▶ TASK STATEMENT
Copy the entries below exactly; any picture among them should be left out.

=-=-=-=-=

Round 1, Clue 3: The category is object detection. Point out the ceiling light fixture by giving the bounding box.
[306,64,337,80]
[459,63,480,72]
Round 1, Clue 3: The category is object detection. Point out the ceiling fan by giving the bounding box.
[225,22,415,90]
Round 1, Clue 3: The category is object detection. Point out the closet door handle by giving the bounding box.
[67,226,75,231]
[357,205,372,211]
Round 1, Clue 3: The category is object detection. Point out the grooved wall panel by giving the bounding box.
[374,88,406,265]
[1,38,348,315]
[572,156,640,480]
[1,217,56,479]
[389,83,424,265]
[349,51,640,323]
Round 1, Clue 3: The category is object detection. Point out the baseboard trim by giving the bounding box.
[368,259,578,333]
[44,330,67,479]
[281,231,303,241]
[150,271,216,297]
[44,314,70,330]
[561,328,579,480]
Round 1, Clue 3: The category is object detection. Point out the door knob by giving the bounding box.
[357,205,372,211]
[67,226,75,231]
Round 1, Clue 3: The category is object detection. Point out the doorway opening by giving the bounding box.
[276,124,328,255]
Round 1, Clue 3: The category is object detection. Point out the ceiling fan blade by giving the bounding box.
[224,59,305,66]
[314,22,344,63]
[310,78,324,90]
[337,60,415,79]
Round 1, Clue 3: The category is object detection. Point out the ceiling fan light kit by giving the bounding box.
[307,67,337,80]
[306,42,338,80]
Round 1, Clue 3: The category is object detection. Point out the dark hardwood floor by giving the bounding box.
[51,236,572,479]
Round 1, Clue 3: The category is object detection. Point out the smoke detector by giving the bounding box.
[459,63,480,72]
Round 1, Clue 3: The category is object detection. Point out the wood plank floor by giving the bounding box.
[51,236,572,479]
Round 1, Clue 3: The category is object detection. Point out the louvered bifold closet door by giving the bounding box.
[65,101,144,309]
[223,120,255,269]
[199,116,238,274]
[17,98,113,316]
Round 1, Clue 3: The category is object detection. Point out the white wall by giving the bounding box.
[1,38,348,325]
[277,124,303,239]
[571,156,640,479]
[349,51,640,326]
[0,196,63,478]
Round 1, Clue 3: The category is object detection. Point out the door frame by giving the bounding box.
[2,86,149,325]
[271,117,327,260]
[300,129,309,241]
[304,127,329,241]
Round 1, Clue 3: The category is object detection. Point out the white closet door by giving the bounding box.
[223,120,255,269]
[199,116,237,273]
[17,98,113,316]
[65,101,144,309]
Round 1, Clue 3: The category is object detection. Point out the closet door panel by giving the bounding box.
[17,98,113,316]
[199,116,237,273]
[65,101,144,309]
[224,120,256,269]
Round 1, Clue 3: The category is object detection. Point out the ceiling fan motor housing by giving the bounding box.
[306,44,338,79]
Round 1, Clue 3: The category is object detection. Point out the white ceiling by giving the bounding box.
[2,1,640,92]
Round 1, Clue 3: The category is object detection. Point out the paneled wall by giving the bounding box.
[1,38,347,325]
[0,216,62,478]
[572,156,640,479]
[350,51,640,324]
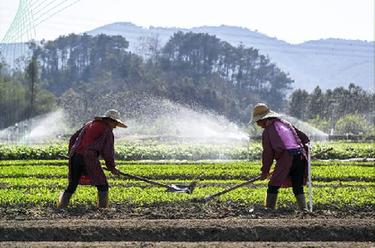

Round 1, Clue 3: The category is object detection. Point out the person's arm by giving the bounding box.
[295,126,310,144]
[68,128,82,152]
[294,126,310,157]
[100,129,120,175]
[260,129,274,179]
[69,121,92,153]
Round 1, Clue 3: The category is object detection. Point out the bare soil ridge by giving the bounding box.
[1,219,374,242]
[1,241,374,248]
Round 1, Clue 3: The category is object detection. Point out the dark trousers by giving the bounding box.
[65,153,108,194]
[267,155,306,195]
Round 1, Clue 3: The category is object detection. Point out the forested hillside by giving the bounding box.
[30,32,292,123]
[87,22,374,92]
[0,32,373,135]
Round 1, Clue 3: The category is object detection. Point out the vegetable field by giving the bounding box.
[0,141,374,160]
[0,159,374,212]
[1,142,374,246]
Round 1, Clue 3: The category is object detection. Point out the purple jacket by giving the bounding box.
[261,118,310,187]
[68,120,116,185]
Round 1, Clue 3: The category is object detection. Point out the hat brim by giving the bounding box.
[251,111,280,123]
[95,117,128,128]
[115,121,127,128]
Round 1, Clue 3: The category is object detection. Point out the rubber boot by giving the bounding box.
[56,191,72,208]
[295,194,308,211]
[97,191,109,208]
[264,193,278,210]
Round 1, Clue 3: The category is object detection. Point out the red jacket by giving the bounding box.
[68,120,116,185]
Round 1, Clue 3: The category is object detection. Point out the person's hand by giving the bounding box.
[260,171,269,180]
[110,168,121,176]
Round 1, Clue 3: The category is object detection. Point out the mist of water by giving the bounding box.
[0,98,250,144]
[0,96,329,144]
[115,98,249,143]
[0,109,69,144]
[280,114,329,141]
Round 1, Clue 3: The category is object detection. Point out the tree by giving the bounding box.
[308,86,324,119]
[20,32,297,126]
[134,34,162,62]
[307,115,332,134]
[160,32,293,122]
[289,89,309,119]
[335,114,371,135]
[38,33,131,95]
[0,77,27,128]
[25,51,38,120]
[161,31,222,79]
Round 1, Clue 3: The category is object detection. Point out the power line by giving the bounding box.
[0,0,80,67]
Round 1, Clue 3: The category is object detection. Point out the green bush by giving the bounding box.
[334,114,373,135]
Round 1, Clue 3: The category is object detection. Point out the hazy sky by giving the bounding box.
[0,0,374,44]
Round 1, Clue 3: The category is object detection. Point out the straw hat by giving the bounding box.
[251,103,280,122]
[95,109,127,128]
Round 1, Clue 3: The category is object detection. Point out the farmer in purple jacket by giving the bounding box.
[57,109,127,208]
[252,103,310,211]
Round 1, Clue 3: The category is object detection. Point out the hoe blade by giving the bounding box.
[166,181,197,194]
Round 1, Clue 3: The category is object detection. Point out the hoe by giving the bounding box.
[192,175,262,203]
[60,154,196,194]
[193,144,323,207]
[112,169,197,194]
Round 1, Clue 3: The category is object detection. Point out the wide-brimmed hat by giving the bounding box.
[251,103,280,122]
[95,109,127,128]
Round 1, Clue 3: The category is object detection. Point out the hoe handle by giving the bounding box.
[119,171,174,189]
[203,175,261,202]
[61,154,183,191]
[104,168,177,190]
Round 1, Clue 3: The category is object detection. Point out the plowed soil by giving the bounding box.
[0,203,374,247]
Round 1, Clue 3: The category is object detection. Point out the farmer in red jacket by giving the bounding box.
[252,103,310,211]
[57,109,127,208]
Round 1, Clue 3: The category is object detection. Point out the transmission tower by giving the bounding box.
[0,0,80,67]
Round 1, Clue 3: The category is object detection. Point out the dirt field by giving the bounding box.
[1,201,374,220]
[0,203,374,247]
[1,218,374,241]
[0,241,374,248]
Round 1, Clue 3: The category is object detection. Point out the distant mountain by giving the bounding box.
[87,22,374,93]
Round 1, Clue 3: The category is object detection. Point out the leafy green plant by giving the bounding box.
[0,141,373,160]
[0,159,374,210]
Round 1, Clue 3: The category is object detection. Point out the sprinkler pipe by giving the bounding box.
[307,143,313,212]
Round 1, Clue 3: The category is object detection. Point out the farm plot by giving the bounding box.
[0,159,374,245]
[0,160,374,217]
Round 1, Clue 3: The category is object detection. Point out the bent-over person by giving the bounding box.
[57,109,127,208]
[251,103,310,211]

=-=-=-=-=

▶ RESPONSE
Round 1, Clue 3: The category is object detection. Point out the ceiling light fixture by giving the bounding box.
[306,64,337,80]
[459,63,480,72]
Round 1, Clue 3: The category is object detection. Point out the ceiling fan by giving the bounding box.
[225,22,415,90]
Round 1, Clue 3: The category is object detection. Point out the closet door handle by giving the bounding box.
[67,226,75,231]
[357,205,372,211]
Round 1, Clue 3: The category is object detection. Point out the grooved wall panel by giving the bounding box.
[374,88,406,265]
[1,38,348,315]
[572,156,640,480]
[1,217,56,479]
[389,83,424,265]
[349,51,640,323]
Round 1, Clue 3: The category is object detection. Point out the baseboard trim by giving the bounding box.
[368,259,578,333]
[44,330,67,479]
[281,231,303,241]
[150,271,216,297]
[44,314,70,330]
[561,328,579,480]
Round 1, Clue 3: The category is object detection. Point out the door knob by giving the bounding box.
[357,205,372,211]
[67,226,75,231]
Round 1, Clue 3: The category is object detection. Point out the doorway opening by giving the bounding box.
[276,124,328,255]
Round 1, Clue 3: The category is object detection. Point out the ceiling fan blade by giving the bounding box.
[224,59,305,66]
[314,22,344,63]
[310,78,324,90]
[337,60,415,79]
Round 1, Clue 3: The category is object detection. Point out the ceiling fan light kit by giving the bounding box.
[307,67,337,80]
[306,42,338,80]
Round 1, Clue 3: The category is object detection. Point out the dark hardwood floor by giving the bounding box.
[51,236,572,479]
Round 1, Clue 3: The category is object detection. Point out the smoke detector by giving the bounding box.
[459,63,480,72]
Round 1, Clue 3: The category is object detection. Point out the wood plank floor by giving the bounding box.
[51,236,572,479]
Round 1, Clue 3: The category is object detection. Point out the louvered bifold closet door by giving the bounding box.
[65,101,144,309]
[223,120,255,269]
[199,116,238,274]
[17,98,113,316]
Round 1, Clue 3: The category is object detection. Point out the white wall by giving the bounding box.
[1,38,348,325]
[277,124,303,239]
[571,156,640,479]
[349,51,640,326]
[0,196,63,478]
Round 1, Clue 3: The category is object detection. Point out the door frame by giving the bounding box.
[2,86,149,325]
[271,117,327,260]
[300,129,309,241]
[304,127,329,241]
Round 1, Clue 3: The category is object detection. Point out the white closet door by giving the bounding box.
[223,120,255,269]
[199,116,237,273]
[17,98,113,316]
[65,101,144,309]
Round 1, Clue 3: The category is object detection. Point out the closet door panel by giving the bounding box.
[17,98,113,316]
[199,116,237,273]
[65,101,144,309]
[224,120,256,269]
Round 1, Clue 3: The category is object detection. Point out the ceiling fan motor housing by giving the bounding box.
[306,44,338,79]
Round 1, Clue 3: The category is object detection. Point out the white ceiling by giving the bounding box.
[2,1,640,92]
Round 1, Clue 3: The category is object detection. Point out the paneled wall by giving the bounding box.
[1,38,347,325]
[0,216,62,478]
[572,156,640,479]
[350,51,640,324]

Round 1, Clue 3: The category is object detection. Point out the person's arm by giving the bounding box.
[295,126,310,144]
[68,128,82,152]
[294,126,310,157]
[100,129,120,175]
[260,129,274,179]
[69,121,92,153]
Round 1, Clue 3: The category is object detection. Point out the bare soil ridge by giving the bounding box.
[1,219,374,242]
[1,241,374,248]
Round 1, Clue 3: The category is object detection. Point out the dark trousers by giving the bounding box.
[65,153,108,194]
[267,155,306,195]
Round 1, Clue 3: The category is object detection. Point out the forested hillside by giving the bounding box.
[30,32,292,123]
[87,22,374,92]
[0,32,373,135]
Round 1, Clue 3: The category is object detection. Point out the vegetable field by giving the bounding box.
[0,141,374,160]
[0,159,374,212]
[1,142,374,246]
Round 1, Clue 3: The category is object detection. Point out the purple jacket by giving the bounding box.
[261,118,310,187]
[68,120,116,185]
Round 1, Clue 3: The category is object detection. Point out the hat brim by giving the bounding box.
[251,111,280,123]
[95,117,128,128]
[115,121,127,128]
Round 1, Clue 3: The category is object detection. Point out the rubber boot by giving the bounding box.
[56,191,72,208]
[295,194,308,211]
[97,191,109,208]
[264,193,278,210]
Round 1, Clue 3: The category is object detection. Point out the red jacket by giving the bounding box.
[68,120,116,185]
Round 1, Clue 3: The category is object detection. Point out the person's hand by giving the bounding box.
[260,171,269,180]
[110,168,121,176]
Round 1, Clue 3: The category is object detection. Point out the mist of water by giving the bounding box.
[0,98,250,144]
[0,96,329,144]
[115,98,249,143]
[0,109,69,144]
[280,114,329,141]
Round 1, Clue 3: The category is object detection. Point out the tree by giving the bounding box.
[308,86,324,119]
[20,32,297,126]
[134,34,162,62]
[307,115,332,134]
[160,32,293,122]
[289,89,309,119]
[335,114,371,135]
[38,33,131,95]
[0,77,27,128]
[25,51,38,120]
[161,31,222,79]
Round 1, Clue 3: The category is object detection. Point out the power line by giving the bounding box.
[0,0,80,67]
Round 1, Clue 3: The category is object detection. Point out the green bush by giving the bounding box.
[334,114,373,135]
Round 1, Clue 3: The category is object detection. Point out the hazy sky by giving the bounding box.
[0,0,374,44]
Round 1, Clue 3: The category is object detection. Point out the straw hat by giving the bounding box.
[251,103,280,122]
[95,109,127,128]
Round 1, Clue 3: The category is object detection. Point out the farmer in purple jacket by giving the bounding box.
[57,109,127,208]
[252,103,310,211]
Round 1, Clue 3: The category is object detection. Point out the hoe blade by giving the bounding box.
[166,181,197,194]
Round 1, Clue 3: The category is object detection. Point out the hoe by giving the bounding box.
[192,175,262,203]
[60,154,196,194]
[193,144,323,207]
[112,169,197,194]
Round 1, Clue 3: The category is object detection. Point out the wide-brimmed hat by giving the bounding box.
[251,103,280,122]
[95,109,127,128]
Round 1, Clue 3: The category is object detection. Point out the hoe handle by giving the bounding box.
[119,171,174,189]
[203,175,261,202]
[61,154,183,191]
[104,168,177,190]
Round 1, Clue 3: The category is object detection. Point out the plowed soil by giving the bounding box.
[0,203,374,247]
Round 1, Clue 3: The category is object detection. Point out the farmer in red jacket by giving the bounding box.
[252,103,310,211]
[57,109,127,208]
Round 1, Clue 3: The category is object detection. Point out the transmission tower by giving the bounding box.
[0,0,80,67]
Round 1, Clue 3: The category is object detection. Point out the dirt field by giving the bounding box.
[1,201,374,220]
[0,203,374,247]
[1,218,374,241]
[0,241,374,248]
Round 1, Clue 3: The category is object detection. Point out the distant mountain by giving the bounding box.
[87,22,374,93]
Round 1, Clue 3: The category is object detection. Point out the leafy green plant by giving the bounding box.
[0,141,373,160]
[0,159,374,210]
Round 1, Clue 3: The category is object detection. Point out the sprinkler pipe by giving the bounding box.
[307,143,313,212]
Round 1, Clue 3: The category is object detection. Point out the farm plot by giving the bounding box.
[0,159,374,245]
[0,160,374,217]
Round 1, Clue 3: The category is object detection. Point out the bent-over person by giving the bounding box.
[57,109,127,208]
[251,103,310,211]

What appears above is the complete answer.